EXERCISE AIM: Pull out every line below that contains the string "coffee". Matching is case-sensitive.

TASK DATA:
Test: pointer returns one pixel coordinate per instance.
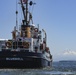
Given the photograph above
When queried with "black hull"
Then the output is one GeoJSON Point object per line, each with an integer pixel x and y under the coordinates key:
{"type": "Point", "coordinates": [18, 60]}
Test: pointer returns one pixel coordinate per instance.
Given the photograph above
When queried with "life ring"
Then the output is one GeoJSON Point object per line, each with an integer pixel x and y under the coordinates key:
{"type": "Point", "coordinates": [8, 44]}
{"type": "Point", "coordinates": [25, 44]}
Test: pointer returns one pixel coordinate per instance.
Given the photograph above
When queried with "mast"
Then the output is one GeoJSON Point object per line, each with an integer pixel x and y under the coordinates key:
{"type": "Point", "coordinates": [26, 12]}
{"type": "Point", "coordinates": [23, 9]}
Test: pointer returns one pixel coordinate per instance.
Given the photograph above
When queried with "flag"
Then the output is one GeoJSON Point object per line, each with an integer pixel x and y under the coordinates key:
{"type": "Point", "coordinates": [24, 1]}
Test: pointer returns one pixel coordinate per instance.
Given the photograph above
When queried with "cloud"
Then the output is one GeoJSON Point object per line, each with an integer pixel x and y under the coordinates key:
{"type": "Point", "coordinates": [69, 52]}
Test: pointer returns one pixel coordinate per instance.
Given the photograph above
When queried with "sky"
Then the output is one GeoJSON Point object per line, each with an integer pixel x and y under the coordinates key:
{"type": "Point", "coordinates": [57, 17]}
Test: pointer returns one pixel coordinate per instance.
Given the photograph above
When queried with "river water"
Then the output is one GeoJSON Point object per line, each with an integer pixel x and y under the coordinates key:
{"type": "Point", "coordinates": [58, 68]}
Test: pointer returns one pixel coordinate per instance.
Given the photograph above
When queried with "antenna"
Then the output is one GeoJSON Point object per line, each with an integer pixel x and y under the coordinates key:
{"type": "Point", "coordinates": [16, 16]}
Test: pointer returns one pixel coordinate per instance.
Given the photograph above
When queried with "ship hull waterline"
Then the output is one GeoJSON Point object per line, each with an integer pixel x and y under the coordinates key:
{"type": "Point", "coordinates": [12, 59]}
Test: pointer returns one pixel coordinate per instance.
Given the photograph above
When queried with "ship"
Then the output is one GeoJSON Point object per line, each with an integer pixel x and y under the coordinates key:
{"type": "Point", "coordinates": [27, 48]}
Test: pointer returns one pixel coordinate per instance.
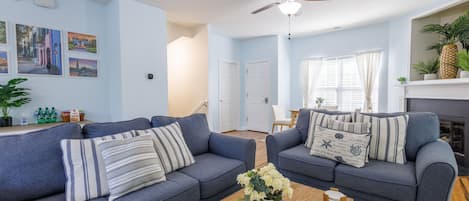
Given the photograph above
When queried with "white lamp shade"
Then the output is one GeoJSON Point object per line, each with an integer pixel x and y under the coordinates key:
{"type": "Point", "coordinates": [289, 7]}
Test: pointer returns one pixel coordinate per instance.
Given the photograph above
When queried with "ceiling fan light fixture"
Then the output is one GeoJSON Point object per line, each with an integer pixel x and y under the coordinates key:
{"type": "Point", "coordinates": [289, 7]}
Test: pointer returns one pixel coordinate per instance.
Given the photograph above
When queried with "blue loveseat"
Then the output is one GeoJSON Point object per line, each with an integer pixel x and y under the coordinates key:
{"type": "Point", "coordinates": [428, 175]}
{"type": "Point", "coordinates": [31, 165]}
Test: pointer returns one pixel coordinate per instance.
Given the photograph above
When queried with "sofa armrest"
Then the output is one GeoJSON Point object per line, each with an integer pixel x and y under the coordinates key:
{"type": "Point", "coordinates": [234, 148]}
{"type": "Point", "coordinates": [281, 141]}
{"type": "Point", "coordinates": [436, 170]}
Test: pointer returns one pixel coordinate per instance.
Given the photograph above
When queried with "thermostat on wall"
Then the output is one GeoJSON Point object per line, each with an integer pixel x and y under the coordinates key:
{"type": "Point", "coordinates": [45, 3]}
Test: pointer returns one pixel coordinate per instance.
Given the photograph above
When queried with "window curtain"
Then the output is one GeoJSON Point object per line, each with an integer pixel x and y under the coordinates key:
{"type": "Point", "coordinates": [368, 64]}
{"type": "Point", "coordinates": [311, 69]}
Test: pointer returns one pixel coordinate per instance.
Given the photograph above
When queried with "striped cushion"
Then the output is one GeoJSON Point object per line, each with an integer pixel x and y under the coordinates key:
{"type": "Point", "coordinates": [170, 147]}
{"type": "Point", "coordinates": [320, 119]}
{"type": "Point", "coordinates": [131, 164]}
{"type": "Point", "coordinates": [84, 168]}
{"type": "Point", "coordinates": [388, 137]}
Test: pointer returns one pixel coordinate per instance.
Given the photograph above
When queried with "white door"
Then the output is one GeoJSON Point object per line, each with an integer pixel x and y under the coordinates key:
{"type": "Point", "coordinates": [229, 96]}
{"type": "Point", "coordinates": [258, 92]}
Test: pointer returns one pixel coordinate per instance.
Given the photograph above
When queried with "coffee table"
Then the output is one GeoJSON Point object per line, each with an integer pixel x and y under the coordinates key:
{"type": "Point", "coordinates": [300, 193]}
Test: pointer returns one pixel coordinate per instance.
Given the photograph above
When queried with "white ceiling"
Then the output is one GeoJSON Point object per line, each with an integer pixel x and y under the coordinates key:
{"type": "Point", "coordinates": [233, 18]}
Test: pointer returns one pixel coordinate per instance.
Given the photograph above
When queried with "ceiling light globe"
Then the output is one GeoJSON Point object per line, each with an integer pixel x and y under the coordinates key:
{"type": "Point", "coordinates": [289, 7]}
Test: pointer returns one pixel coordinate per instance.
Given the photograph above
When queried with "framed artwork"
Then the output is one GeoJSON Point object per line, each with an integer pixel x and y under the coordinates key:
{"type": "Point", "coordinates": [83, 67]}
{"type": "Point", "coordinates": [82, 42]}
{"type": "Point", "coordinates": [3, 33]}
{"type": "Point", "coordinates": [3, 62]}
{"type": "Point", "coordinates": [39, 50]}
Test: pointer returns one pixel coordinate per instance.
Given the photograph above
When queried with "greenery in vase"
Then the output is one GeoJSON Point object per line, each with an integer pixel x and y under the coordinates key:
{"type": "Point", "coordinates": [13, 96]}
{"type": "Point", "coordinates": [402, 80]}
{"type": "Point", "coordinates": [430, 67]}
{"type": "Point", "coordinates": [451, 32]}
{"type": "Point", "coordinates": [265, 183]}
{"type": "Point", "coordinates": [463, 60]}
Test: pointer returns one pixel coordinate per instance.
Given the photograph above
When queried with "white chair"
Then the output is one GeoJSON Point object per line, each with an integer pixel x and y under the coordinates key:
{"type": "Point", "coordinates": [280, 118]}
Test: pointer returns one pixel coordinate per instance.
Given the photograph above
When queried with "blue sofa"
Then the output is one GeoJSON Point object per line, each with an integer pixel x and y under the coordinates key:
{"type": "Point", "coordinates": [32, 169]}
{"type": "Point", "coordinates": [428, 175]}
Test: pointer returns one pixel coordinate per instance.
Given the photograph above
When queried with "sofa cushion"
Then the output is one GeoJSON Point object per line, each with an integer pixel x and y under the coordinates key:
{"type": "Point", "coordinates": [194, 128]}
{"type": "Point", "coordinates": [103, 129]}
{"type": "Point", "coordinates": [215, 173]}
{"type": "Point", "coordinates": [31, 164]}
{"type": "Point", "coordinates": [298, 160]}
{"type": "Point", "coordinates": [389, 180]}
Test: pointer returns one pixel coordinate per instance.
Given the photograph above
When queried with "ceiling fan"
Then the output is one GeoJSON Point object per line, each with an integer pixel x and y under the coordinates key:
{"type": "Point", "coordinates": [287, 7]}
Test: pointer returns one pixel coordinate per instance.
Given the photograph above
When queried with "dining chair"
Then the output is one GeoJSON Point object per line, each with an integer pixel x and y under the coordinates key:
{"type": "Point", "coordinates": [280, 118]}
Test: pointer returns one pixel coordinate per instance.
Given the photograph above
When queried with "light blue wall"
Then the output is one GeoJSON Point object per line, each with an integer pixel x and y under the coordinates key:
{"type": "Point", "coordinates": [256, 50]}
{"type": "Point", "coordinates": [341, 43]}
{"type": "Point", "coordinates": [63, 92]}
{"type": "Point", "coordinates": [220, 48]}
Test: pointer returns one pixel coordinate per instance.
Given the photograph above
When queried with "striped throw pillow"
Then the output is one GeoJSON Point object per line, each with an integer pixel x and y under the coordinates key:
{"type": "Point", "coordinates": [131, 164]}
{"type": "Point", "coordinates": [170, 147]}
{"type": "Point", "coordinates": [318, 119]}
{"type": "Point", "coordinates": [388, 137]}
{"type": "Point", "coordinates": [84, 167]}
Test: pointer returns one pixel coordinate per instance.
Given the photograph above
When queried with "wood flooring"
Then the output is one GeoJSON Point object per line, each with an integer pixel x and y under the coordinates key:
{"type": "Point", "coordinates": [460, 190]}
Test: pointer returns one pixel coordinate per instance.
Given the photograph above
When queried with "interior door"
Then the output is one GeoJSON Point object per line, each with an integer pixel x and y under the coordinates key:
{"type": "Point", "coordinates": [229, 96]}
{"type": "Point", "coordinates": [258, 95]}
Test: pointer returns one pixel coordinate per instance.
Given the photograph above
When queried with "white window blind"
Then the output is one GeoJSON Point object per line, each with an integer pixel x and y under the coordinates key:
{"type": "Point", "coordinates": [339, 85]}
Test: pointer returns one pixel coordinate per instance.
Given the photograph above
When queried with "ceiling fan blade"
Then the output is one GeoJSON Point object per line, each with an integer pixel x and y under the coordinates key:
{"type": "Point", "coordinates": [265, 8]}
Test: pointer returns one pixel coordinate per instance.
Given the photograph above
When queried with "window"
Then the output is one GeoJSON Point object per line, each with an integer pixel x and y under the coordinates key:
{"type": "Point", "coordinates": [339, 84]}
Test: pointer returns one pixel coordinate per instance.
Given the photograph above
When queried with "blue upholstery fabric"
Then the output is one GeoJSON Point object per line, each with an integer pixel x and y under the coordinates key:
{"type": "Point", "coordinates": [436, 170]}
{"type": "Point", "coordinates": [103, 129]}
{"type": "Point", "coordinates": [31, 165]}
{"type": "Point", "coordinates": [214, 173]}
{"type": "Point", "coordinates": [298, 160]}
{"type": "Point", "coordinates": [178, 187]}
{"type": "Point", "coordinates": [194, 128]}
{"type": "Point", "coordinates": [234, 148]}
{"type": "Point", "coordinates": [388, 180]}
{"type": "Point", "coordinates": [278, 142]}
{"type": "Point", "coordinates": [302, 123]}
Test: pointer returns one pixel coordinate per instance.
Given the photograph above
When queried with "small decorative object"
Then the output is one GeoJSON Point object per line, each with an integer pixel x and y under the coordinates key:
{"type": "Point", "coordinates": [319, 102]}
{"type": "Point", "coordinates": [428, 69]}
{"type": "Point", "coordinates": [402, 80]}
{"type": "Point", "coordinates": [334, 195]}
{"type": "Point", "coordinates": [82, 42]}
{"type": "Point", "coordinates": [12, 96]}
{"type": "Point", "coordinates": [3, 62]}
{"type": "Point", "coordinates": [265, 184]}
{"type": "Point", "coordinates": [3, 32]}
{"type": "Point", "coordinates": [452, 33]}
{"type": "Point", "coordinates": [83, 67]}
{"type": "Point", "coordinates": [463, 63]}
{"type": "Point", "coordinates": [39, 50]}
{"type": "Point", "coordinates": [74, 115]}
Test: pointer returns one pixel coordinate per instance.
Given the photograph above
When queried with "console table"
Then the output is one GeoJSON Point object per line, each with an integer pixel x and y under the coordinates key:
{"type": "Point", "coordinates": [18, 130]}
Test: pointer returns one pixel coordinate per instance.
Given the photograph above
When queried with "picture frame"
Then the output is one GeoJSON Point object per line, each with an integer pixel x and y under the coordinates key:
{"type": "Point", "coordinates": [39, 50]}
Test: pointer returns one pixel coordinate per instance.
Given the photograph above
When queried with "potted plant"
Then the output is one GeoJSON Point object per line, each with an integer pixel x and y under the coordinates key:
{"type": "Point", "coordinates": [12, 96]}
{"type": "Point", "coordinates": [402, 80]}
{"type": "Point", "coordinates": [319, 101]}
{"type": "Point", "coordinates": [452, 33]}
{"type": "Point", "coordinates": [428, 69]}
{"type": "Point", "coordinates": [463, 63]}
{"type": "Point", "coordinates": [264, 184]}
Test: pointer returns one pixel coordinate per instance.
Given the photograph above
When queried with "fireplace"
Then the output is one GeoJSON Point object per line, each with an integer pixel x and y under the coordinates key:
{"type": "Point", "coordinates": [454, 123]}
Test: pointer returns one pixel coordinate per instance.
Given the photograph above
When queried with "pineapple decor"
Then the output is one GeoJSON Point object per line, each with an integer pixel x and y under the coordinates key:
{"type": "Point", "coordinates": [452, 33]}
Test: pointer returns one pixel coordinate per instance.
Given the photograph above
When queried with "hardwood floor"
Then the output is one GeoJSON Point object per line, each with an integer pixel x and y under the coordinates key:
{"type": "Point", "coordinates": [460, 190]}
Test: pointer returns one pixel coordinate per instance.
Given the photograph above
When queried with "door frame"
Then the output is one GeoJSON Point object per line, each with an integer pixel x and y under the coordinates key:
{"type": "Point", "coordinates": [238, 122]}
{"type": "Point", "coordinates": [246, 108]}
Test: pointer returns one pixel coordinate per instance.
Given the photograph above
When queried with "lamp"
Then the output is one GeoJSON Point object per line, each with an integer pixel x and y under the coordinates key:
{"type": "Point", "coordinates": [289, 7]}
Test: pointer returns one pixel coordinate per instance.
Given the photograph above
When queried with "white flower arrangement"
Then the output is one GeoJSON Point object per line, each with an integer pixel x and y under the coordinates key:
{"type": "Point", "coordinates": [265, 183]}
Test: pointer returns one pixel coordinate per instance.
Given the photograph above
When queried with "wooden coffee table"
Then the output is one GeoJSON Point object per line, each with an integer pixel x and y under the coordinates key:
{"type": "Point", "coordinates": [300, 193]}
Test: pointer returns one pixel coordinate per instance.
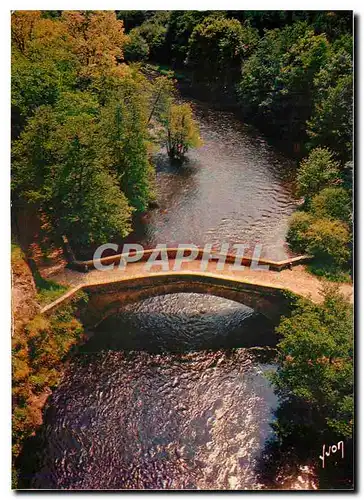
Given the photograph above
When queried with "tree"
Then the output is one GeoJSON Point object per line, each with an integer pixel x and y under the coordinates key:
{"type": "Point", "coordinates": [22, 26]}
{"type": "Point", "coordinates": [97, 39]}
{"type": "Point", "coordinates": [125, 142]}
{"type": "Point", "coordinates": [317, 171]}
{"type": "Point", "coordinates": [217, 47]}
{"type": "Point", "coordinates": [182, 131]}
{"type": "Point", "coordinates": [299, 223]}
{"type": "Point", "coordinates": [316, 367]}
{"type": "Point", "coordinates": [135, 47]}
{"type": "Point", "coordinates": [328, 240]}
{"type": "Point", "coordinates": [332, 203]}
{"type": "Point", "coordinates": [153, 31]}
{"type": "Point", "coordinates": [331, 123]}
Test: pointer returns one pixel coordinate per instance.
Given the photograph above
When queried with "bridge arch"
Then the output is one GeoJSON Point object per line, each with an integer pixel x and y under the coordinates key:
{"type": "Point", "coordinates": [106, 299]}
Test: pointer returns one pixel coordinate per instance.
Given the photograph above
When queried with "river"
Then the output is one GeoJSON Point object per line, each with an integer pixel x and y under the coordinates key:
{"type": "Point", "coordinates": [172, 393]}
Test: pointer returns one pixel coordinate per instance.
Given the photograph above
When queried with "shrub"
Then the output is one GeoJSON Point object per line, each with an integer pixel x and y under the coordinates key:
{"type": "Point", "coordinates": [135, 48]}
{"type": "Point", "coordinates": [297, 233]}
{"type": "Point", "coordinates": [329, 240]}
{"type": "Point", "coordinates": [332, 203]}
{"type": "Point", "coordinates": [316, 366]}
{"type": "Point", "coordinates": [317, 171]}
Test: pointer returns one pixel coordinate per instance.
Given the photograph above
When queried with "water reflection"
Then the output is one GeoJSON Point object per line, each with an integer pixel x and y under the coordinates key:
{"type": "Point", "coordinates": [174, 417]}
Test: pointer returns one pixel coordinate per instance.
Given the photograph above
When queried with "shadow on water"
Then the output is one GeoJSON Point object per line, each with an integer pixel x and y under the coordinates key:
{"type": "Point", "coordinates": [163, 396]}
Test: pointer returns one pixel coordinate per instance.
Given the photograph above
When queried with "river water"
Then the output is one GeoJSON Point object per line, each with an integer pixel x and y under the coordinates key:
{"type": "Point", "coordinates": [173, 393]}
{"type": "Point", "coordinates": [236, 188]}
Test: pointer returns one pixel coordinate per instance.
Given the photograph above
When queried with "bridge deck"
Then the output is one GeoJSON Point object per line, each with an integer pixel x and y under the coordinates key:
{"type": "Point", "coordinates": [296, 280]}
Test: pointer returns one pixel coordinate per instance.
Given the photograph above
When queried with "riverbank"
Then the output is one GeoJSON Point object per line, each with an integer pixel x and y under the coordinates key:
{"type": "Point", "coordinates": [296, 280]}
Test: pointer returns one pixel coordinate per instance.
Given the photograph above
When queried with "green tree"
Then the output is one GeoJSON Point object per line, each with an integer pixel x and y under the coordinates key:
{"type": "Point", "coordinates": [316, 367]}
{"type": "Point", "coordinates": [182, 131]}
{"type": "Point", "coordinates": [217, 47]}
{"type": "Point", "coordinates": [328, 240]}
{"type": "Point", "coordinates": [135, 47]}
{"type": "Point", "coordinates": [331, 123]}
{"type": "Point", "coordinates": [317, 171]}
{"type": "Point", "coordinates": [332, 203]}
{"type": "Point", "coordinates": [299, 224]}
{"type": "Point", "coordinates": [125, 142]}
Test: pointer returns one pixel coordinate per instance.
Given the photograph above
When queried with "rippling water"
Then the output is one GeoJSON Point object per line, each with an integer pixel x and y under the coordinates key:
{"type": "Point", "coordinates": [236, 188]}
{"type": "Point", "coordinates": [169, 394]}
{"type": "Point", "coordinates": [174, 415]}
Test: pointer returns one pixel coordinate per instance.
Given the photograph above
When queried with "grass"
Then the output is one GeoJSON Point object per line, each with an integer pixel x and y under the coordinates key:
{"type": "Point", "coordinates": [48, 290]}
{"type": "Point", "coordinates": [16, 253]}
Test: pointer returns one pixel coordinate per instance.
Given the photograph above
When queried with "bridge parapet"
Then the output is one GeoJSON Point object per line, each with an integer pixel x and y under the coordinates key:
{"type": "Point", "coordinates": [108, 298]}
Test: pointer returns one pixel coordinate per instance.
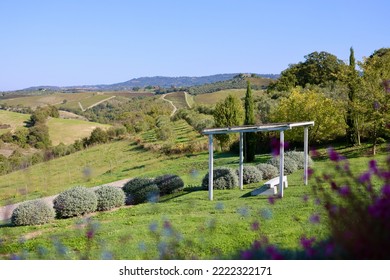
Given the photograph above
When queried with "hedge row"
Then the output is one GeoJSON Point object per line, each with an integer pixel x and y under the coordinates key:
{"type": "Point", "coordinates": [79, 200]}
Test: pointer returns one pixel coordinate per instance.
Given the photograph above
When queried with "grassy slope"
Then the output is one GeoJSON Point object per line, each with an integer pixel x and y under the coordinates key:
{"type": "Point", "coordinates": [213, 228]}
{"type": "Point", "coordinates": [212, 98]}
{"type": "Point", "coordinates": [67, 131]}
{"type": "Point", "coordinates": [15, 120]}
{"type": "Point", "coordinates": [58, 98]}
{"type": "Point", "coordinates": [178, 99]}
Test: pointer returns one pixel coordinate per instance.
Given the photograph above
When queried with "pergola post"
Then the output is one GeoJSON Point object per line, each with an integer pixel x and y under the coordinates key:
{"type": "Point", "coordinates": [241, 167]}
{"type": "Point", "coordinates": [281, 163]}
{"type": "Point", "coordinates": [306, 152]}
{"type": "Point", "coordinates": [211, 168]}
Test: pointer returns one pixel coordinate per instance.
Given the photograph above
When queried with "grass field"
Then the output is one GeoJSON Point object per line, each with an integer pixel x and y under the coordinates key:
{"type": "Point", "coordinates": [178, 99]}
{"type": "Point", "coordinates": [72, 99]}
{"type": "Point", "coordinates": [195, 226]}
{"type": "Point", "coordinates": [206, 229]}
{"type": "Point", "coordinates": [213, 98]}
{"type": "Point", "coordinates": [183, 133]}
{"type": "Point", "coordinates": [67, 131]}
{"type": "Point", "coordinates": [60, 130]}
{"type": "Point", "coordinates": [15, 120]}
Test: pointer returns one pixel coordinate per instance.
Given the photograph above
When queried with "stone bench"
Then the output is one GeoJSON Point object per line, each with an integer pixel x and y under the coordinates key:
{"type": "Point", "coordinates": [270, 187]}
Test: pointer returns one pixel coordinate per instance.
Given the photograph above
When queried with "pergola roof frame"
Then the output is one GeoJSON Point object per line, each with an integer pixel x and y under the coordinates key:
{"type": "Point", "coordinates": [281, 127]}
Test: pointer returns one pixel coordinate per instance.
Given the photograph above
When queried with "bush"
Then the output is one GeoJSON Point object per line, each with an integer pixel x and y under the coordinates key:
{"type": "Point", "coordinates": [223, 177]}
{"type": "Point", "coordinates": [268, 170]}
{"type": "Point", "coordinates": [290, 165]}
{"type": "Point", "coordinates": [169, 183]}
{"type": "Point", "coordinates": [299, 158]}
{"type": "Point", "coordinates": [76, 201]}
{"type": "Point", "coordinates": [251, 174]}
{"type": "Point", "coordinates": [34, 212]}
{"type": "Point", "coordinates": [109, 197]}
{"type": "Point", "coordinates": [140, 190]}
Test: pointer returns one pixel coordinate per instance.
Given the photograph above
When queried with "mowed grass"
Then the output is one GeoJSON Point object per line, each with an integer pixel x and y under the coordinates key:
{"type": "Point", "coordinates": [15, 120]}
{"type": "Point", "coordinates": [72, 99]}
{"type": "Point", "coordinates": [178, 99]}
{"type": "Point", "coordinates": [67, 131]}
{"type": "Point", "coordinates": [182, 131]}
{"type": "Point", "coordinates": [206, 229]}
{"type": "Point", "coordinates": [213, 98]}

SOLUTION FOR THIS TASK:
When queried with "coffee table"
When queried with "wooden coffee table"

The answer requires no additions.